▸ **Task objective**: Please rewrite the listing from the line with "Every instance of the man's face" to the line with "[[149, 130]]", switching "takes a single dot" to "gets one dot" and keeping everything else the same. Leave the pictures out of your answer.

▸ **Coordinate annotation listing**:
::::::::::

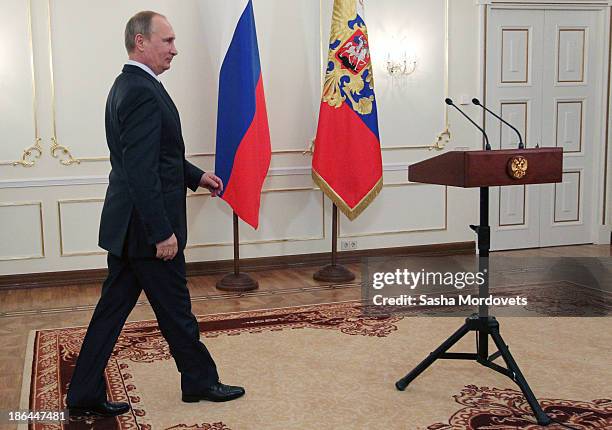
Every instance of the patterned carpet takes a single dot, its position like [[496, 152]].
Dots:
[[328, 366]]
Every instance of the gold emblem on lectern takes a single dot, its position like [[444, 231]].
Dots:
[[517, 167]]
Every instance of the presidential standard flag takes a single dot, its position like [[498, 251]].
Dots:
[[243, 139], [347, 162]]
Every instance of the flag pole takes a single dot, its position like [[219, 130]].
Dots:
[[334, 272], [237, 281]]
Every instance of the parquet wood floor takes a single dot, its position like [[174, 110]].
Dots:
[[22, 311]]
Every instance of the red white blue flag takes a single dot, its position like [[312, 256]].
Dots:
[[243, 139], [347, 162]]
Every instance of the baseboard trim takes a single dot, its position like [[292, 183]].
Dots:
[[75, 277]]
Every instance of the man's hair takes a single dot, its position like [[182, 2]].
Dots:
[[139, 24]]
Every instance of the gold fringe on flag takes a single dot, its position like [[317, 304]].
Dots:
[[351, 213]]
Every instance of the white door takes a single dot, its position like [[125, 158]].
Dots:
[[514, 90], [544, 75], [571, 114]]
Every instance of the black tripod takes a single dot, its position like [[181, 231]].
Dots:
[[484, 326]]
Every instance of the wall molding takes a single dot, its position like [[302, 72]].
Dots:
[[96, 276], [103, 179]]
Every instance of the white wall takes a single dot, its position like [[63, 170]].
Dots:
[[49, 213]]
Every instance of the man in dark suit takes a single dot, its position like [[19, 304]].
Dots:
[[143, 226]]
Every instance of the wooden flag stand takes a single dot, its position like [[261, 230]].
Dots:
[[237, 282], [334, 272]]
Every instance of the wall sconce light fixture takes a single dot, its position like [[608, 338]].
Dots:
[[403, 66]]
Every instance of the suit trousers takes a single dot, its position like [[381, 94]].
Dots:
[[165, 285]]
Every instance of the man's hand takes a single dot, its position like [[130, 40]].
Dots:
[[212, 183], [167, 249]]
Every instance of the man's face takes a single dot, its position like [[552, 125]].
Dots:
[[159, 50]]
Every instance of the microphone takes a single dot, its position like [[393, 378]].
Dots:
[[450, 103], [477, 103]]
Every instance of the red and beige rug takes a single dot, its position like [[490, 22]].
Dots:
[[328, 366]]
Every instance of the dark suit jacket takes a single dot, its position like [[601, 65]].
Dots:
[[146, 197]]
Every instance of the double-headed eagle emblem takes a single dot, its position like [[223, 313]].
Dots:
[[349, 69]]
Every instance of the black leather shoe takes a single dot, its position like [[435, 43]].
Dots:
[[216, 393], [104, 409]]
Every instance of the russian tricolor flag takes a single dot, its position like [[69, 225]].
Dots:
[[243, 139]]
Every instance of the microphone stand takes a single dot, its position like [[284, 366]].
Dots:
[[477, 103], [481, 323]]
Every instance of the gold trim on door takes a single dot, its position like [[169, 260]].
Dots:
[[583, 67], [499, 223], [501, 78], [526, 128], [577, 203], [581, 102]]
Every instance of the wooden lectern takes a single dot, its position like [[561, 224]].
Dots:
[[484, 169]]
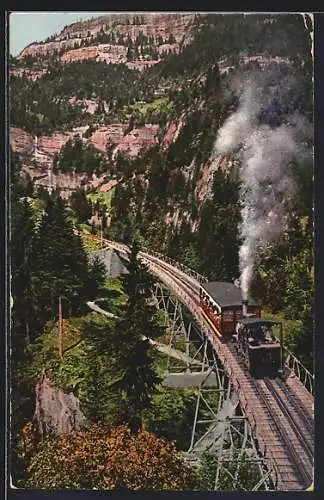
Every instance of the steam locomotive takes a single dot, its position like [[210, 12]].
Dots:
[[231, 318]]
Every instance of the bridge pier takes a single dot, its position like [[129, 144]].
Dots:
[[219, 427]]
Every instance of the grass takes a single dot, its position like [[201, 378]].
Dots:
[[290, 327], [156, 106]]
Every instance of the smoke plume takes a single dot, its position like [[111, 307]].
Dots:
[[266, 151]]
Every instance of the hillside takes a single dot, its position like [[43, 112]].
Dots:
[[149, 130]]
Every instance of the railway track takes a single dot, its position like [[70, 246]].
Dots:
[[278, 411]]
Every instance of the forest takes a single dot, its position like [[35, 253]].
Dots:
[[108, 363]]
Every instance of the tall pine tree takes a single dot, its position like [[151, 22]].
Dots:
[[59, 267]]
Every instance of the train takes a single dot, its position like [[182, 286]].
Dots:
[[258, 341]]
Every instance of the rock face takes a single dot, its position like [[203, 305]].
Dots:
[[68, 41], [56, 411]]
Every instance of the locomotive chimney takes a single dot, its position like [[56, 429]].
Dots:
[[244, 307]]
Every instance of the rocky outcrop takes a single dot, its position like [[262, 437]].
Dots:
[[55, 410], [37, 154], [31, 74], [172, 131], [113, 133]]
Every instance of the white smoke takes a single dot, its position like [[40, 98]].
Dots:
[[266, 183]]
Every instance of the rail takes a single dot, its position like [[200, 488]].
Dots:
[[291, 362]]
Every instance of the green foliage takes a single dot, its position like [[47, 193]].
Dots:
[[171, 416], [247, 477], [80, 206], [139, 379], [43, 106], [99, 458], [76, 156]]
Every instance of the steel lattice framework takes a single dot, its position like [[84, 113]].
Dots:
[[219, 426]]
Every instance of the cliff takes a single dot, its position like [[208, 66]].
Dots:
[[78, 41]]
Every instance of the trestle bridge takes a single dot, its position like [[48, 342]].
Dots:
[[269, 421]]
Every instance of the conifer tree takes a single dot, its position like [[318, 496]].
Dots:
[[59, 266]]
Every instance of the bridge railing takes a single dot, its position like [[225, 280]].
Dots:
[[182, 267]]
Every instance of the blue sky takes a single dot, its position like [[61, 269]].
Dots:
[[27, 27]]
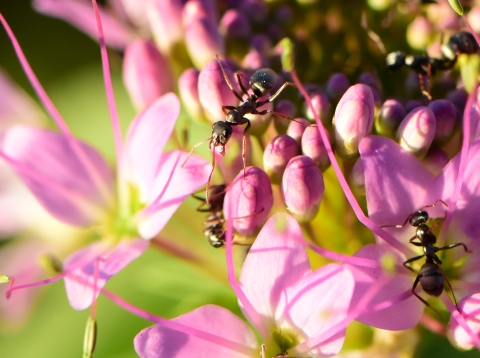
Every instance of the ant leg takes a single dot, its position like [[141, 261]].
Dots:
[[275, 95], [193, 148], [239, 76], [210, 176], [448, 247], [411, 260], [226, 109], [244, 147], [417, 280], [449, 285], [228, 81]]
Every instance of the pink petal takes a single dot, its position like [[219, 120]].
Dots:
[[47, 164], [470, 309], [158, 341], [318, 302], [21, 261], [173, 185], [96, 264], [276, 261], [80, 14], [395, 181], [146, 140], [403, 315]]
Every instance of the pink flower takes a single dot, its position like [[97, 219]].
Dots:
[[76, 185], [291, 303]]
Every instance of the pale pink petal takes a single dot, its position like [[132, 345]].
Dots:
[[403, 315], [470, 310], [395, 181], [16, 107], [317, 303], [159, 342], [146, 140], [94, 265], [20, 260], [173, 185], [47, 164], [80, 14], [276, 261]]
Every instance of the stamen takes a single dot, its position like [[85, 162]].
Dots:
[[112, 107], [341, 178], [91, 169], [209, 337]]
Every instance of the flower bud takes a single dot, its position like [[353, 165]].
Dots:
[[214, 92], [248, 201], [278, 153], [287, 108], [445, 115], [235, 24], [391, 115], [353, 119], [322, 106], [296, 129], [188, 88], [165, 18], [302, 188], [417, 130], [203, 42], [146, 73], [337, 85], [313, 147]]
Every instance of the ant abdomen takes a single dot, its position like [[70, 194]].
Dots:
[[431, 279], [262, 81]]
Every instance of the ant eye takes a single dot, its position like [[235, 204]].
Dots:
[[262, 81]]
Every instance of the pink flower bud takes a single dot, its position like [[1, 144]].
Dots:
[[235, 24], [445, 115], [203, 42], [188, 88], [417, 130], [165, 18], [313, 147], [287, 108], [353, 118], [214, 92], [322, 107], [337, 85], [302, 188], [250, 200], [295, 129], [146, 73], [391, 115], [278, 153]]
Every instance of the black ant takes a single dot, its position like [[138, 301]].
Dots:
[[215, 224], [261, 82], [461, 42], [431, 275]]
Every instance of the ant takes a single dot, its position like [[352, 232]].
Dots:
[[261, 83], [461, 42], [215, 224], [431, 275]]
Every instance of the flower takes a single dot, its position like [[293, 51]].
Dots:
[[294, 303]]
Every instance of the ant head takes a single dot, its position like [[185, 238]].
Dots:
[[221, 133], [395, 60], [461, 42], [262, 81], [420, 217]]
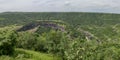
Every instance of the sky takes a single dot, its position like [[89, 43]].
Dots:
[[107, 6]]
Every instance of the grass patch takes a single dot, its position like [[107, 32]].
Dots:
[[22, 54]]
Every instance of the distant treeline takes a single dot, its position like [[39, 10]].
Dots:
[[74, 18]]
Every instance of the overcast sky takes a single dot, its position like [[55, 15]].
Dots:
[[109, 6]]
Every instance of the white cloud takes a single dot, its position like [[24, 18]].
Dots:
[[60, 5]]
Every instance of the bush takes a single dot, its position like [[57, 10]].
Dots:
[[7, 42]]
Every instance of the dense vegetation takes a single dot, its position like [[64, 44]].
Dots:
[[59, 36]]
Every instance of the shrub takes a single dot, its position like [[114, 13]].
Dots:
[[7, 42]]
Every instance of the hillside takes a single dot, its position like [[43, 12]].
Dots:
[[59, 36]]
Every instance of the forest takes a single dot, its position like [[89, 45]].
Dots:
[[59, 36]]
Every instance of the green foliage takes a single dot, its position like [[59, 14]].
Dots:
[[7, 42]]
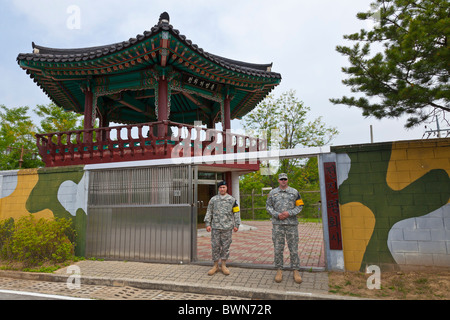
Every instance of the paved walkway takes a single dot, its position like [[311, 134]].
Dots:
[[246, 283], [252, 274], [253, 245]]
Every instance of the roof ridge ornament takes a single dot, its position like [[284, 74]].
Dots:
[[164, 18]]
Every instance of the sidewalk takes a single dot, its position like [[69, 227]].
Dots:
[[246, 283], [251, 265]]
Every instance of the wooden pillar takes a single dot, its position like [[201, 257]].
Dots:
[[229, 182], [227, 114], [227, 124], [163, 99], [88, 119]]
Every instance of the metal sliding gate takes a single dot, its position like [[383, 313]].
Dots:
[[142, 214]]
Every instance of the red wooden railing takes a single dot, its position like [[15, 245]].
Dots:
[[144, 141]]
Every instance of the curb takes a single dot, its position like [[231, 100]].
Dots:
[[242, 292]]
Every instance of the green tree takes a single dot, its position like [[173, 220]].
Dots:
[[410, 72], [56, 119], [17, 143], [288, 115]]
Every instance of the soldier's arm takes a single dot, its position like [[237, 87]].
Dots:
[[208, 216], [237, 215], [297, 207], [269, 207]]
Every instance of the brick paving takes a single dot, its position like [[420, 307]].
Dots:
[[254, 245], [252, 275]]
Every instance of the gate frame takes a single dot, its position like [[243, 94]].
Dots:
[[334, 259]]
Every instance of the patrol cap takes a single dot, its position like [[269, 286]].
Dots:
[[221, 183], [282, 176]]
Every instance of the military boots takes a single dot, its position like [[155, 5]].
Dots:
[[214, 269], [279, 276]]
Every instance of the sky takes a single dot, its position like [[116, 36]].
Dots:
[[299, 37]]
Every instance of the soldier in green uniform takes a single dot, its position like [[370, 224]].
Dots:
[[283, 205], [222, 218]]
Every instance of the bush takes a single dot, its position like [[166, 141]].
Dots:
[[33, 242]]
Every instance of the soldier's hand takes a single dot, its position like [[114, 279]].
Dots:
[[283, 215]]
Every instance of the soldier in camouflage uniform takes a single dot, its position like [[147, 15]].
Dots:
[[222, 218], [283, 205]]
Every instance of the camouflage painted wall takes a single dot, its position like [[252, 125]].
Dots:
[[394, 201], [46, 193]]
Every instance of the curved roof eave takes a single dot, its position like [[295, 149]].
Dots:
[[46, 54]]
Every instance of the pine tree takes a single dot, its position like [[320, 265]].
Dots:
[[410, 74]]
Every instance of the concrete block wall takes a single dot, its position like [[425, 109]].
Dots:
[[46, 193], [395, 204]]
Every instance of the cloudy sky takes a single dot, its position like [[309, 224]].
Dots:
[[298, 36]]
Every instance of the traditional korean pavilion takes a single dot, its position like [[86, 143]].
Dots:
[[156, 87]]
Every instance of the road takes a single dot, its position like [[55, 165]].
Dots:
[[19, 289], [24, 295]]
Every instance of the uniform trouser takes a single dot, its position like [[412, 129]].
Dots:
[[280, 233], [220, 243]]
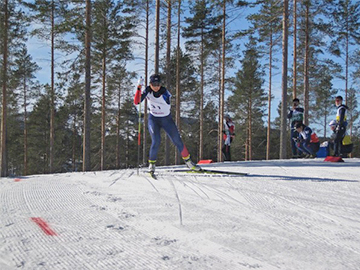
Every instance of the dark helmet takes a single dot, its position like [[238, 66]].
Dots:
[[155, 79]]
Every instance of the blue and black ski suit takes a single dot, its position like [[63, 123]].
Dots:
[[160, 117]]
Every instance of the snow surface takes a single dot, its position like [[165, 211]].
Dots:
[[287, 214]]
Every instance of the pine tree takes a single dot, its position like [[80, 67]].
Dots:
[[112, 29], [201, 29], [345, 21], [268, 23], [27, 87], [248, 99]]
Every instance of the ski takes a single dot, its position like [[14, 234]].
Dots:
[[210, 171], [153, 175]]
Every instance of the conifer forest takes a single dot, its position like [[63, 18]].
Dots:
[[69, 71]]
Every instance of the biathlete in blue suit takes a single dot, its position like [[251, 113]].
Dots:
[[159, 105]]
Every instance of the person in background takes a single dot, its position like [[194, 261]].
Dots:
[[158, 98], [341, 124], [229, 134], [307, 142], [346, 146], [296, 115]]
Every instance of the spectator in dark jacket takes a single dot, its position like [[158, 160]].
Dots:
[[307, 142], [341, 124], [295, 115]]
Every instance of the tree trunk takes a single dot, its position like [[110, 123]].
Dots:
[[157, 37], [87, 102], [306, 65], [295, 49], [177, 106], [168, 75], [222, 90], [269, 99], [4, 165], [201, 118], [52, 94], [250, 129], [25, 170], [283, 137], [103, 113], [146, 78], [118, 160]]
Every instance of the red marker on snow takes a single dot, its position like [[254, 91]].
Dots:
[[44, 226]]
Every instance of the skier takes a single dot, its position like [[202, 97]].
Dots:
[[229, 134], [341, 124], [158, 98], [346, 146], [307, 142], [295, 115]]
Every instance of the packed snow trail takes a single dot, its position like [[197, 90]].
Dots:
[[293, 214]]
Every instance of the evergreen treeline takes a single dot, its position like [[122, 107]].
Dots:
[[214, 56]]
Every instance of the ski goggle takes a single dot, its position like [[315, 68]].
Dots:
[[155, 84]]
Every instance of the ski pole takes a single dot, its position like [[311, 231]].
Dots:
[[139, 127]]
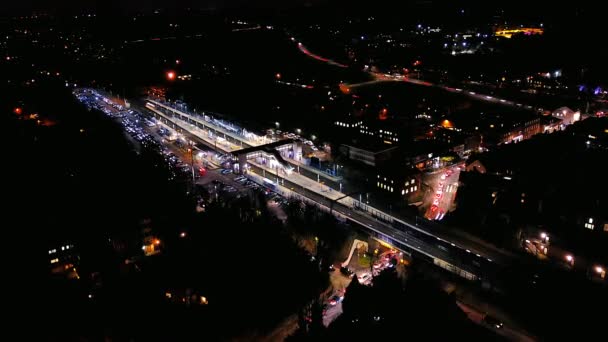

::::::::::

▸ **Answer for this exercise**:
Every instance of the man's face gets one dot, its position like [[552, 125]].
Dots:
[[159, 50]]
Every instance of the microphone gets one dot, its position like [[393, 378]].
Dots:
[[450, 103], [477, 103]]
Every instance of the red and beige rug gets one dot, its position like [[490, 22]].
Dots:
[[328, 366]]
Every instance of the dark suit jacket gets one dot, its position like [[601, 65]].
Dots:
[[146, 197]]
Every instance of the double-headed eagle emblem gets one dot, its position like [[223, 313]].
Dots:
[[349, 69]]
Every instance of the black leather shoe gets one dot, its position like [[435, 43]].
Dots:
[[216, 393], [104, 409]]
Every instance of the russian tricolor flag gets one dot, its position like [[69, 225]].
Dots:
[[243, 139]]
Every instance of the microphone stand gets one dot, its position like [[284, 366]].
Dots:
[[477, 103], [481, 323]]
Every instance of the gold trim on door gets one dot, its position like [[169, 260]].
Dots:
[[583, 67], [499, 223], [501, 78], [526, 128], [577, 203], [581, 102]]
Every instance of the wooden lectern gets one dot, its position like [[561, 224]].
Dots:
[[484, 169]]
Every instance of the steam locomotive gets one dot, its position like [[210, 12]].
Dots:
[[231, 318]]
Every instance of the bridge pier gets one dot, its position like [[129, 144]].
Dots:
[[219, 427]]
Every instance of the grass gets one dot, its position like [[201, 378]].
Dots:
[[290, 327], [156, 106]]
Every instance of the smoke plume gets one dot, its position like [[111, 307]].
Dots:
[[266, 151]]
Every instance of the hillside gets one dot, its position like [[43, 112]].
Dots:
[[149, 130]]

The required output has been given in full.